Stored entries
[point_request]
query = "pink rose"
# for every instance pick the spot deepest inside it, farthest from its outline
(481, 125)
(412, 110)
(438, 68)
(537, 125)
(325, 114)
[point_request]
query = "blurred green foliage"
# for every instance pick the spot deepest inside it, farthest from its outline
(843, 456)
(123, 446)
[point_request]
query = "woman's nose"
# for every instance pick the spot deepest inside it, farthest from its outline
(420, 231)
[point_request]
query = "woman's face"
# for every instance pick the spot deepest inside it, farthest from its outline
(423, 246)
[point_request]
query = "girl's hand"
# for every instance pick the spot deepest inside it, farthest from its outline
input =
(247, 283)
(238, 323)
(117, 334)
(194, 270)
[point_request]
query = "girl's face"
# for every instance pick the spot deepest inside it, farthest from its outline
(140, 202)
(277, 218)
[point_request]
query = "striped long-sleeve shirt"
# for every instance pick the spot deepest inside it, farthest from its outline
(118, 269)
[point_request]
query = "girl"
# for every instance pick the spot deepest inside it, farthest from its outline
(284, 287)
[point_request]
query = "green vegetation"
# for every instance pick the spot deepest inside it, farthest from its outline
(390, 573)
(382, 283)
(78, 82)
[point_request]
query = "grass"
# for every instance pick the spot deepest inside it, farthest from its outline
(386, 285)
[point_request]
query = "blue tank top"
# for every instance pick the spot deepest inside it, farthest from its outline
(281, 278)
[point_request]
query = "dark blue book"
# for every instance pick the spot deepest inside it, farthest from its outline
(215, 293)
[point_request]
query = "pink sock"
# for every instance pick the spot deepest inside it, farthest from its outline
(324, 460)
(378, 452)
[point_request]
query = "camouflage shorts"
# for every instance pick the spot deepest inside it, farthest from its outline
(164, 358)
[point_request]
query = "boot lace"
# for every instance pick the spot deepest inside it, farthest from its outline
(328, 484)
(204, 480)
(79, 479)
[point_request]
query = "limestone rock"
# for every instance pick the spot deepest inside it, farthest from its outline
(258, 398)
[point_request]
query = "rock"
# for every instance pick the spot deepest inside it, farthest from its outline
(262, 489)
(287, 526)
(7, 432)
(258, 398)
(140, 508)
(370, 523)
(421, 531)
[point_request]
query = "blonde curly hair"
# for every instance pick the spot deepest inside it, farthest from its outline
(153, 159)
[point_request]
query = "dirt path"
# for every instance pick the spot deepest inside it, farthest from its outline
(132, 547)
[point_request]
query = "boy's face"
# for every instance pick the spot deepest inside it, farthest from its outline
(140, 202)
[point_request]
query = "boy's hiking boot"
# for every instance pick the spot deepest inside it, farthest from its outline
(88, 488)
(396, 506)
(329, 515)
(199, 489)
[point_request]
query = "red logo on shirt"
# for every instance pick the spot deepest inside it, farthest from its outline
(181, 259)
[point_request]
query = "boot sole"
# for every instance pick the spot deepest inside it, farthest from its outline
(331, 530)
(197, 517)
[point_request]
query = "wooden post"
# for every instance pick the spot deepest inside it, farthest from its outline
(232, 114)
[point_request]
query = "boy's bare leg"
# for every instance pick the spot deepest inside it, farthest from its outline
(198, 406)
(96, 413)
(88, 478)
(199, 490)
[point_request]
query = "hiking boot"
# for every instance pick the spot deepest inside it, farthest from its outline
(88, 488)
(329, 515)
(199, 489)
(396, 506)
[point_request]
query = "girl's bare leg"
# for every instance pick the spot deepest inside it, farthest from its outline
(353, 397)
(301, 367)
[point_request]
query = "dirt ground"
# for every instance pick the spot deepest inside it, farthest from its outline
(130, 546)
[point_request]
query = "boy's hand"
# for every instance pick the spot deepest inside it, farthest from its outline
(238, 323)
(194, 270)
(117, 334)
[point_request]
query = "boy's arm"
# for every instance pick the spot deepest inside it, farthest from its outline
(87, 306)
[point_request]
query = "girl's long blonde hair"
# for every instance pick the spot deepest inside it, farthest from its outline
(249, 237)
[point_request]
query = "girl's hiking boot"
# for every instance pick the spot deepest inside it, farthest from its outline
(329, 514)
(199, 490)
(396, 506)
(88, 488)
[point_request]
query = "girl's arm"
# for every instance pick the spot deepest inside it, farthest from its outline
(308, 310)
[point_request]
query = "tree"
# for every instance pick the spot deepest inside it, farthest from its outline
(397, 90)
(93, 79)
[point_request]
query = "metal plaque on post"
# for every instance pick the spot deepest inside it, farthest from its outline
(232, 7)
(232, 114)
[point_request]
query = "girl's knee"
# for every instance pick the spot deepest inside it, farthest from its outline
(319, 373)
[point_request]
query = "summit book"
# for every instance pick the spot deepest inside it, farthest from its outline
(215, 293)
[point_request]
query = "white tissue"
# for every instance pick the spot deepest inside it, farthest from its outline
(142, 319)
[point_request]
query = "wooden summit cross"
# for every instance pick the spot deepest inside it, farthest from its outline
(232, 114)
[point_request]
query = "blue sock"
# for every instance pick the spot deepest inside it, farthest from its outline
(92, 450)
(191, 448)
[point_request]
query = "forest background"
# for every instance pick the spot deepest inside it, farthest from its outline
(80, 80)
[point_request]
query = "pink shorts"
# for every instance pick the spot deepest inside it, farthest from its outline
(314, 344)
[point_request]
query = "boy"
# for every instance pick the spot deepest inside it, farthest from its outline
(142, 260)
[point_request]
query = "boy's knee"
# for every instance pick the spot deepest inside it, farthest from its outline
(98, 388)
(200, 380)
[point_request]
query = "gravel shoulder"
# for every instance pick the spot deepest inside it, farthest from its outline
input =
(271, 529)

Work required: Gather every line in the entries above that contains the string "woman", and copy each of those lines in full.

Complete answer:
query = "woman's nose"
query = "woman's face"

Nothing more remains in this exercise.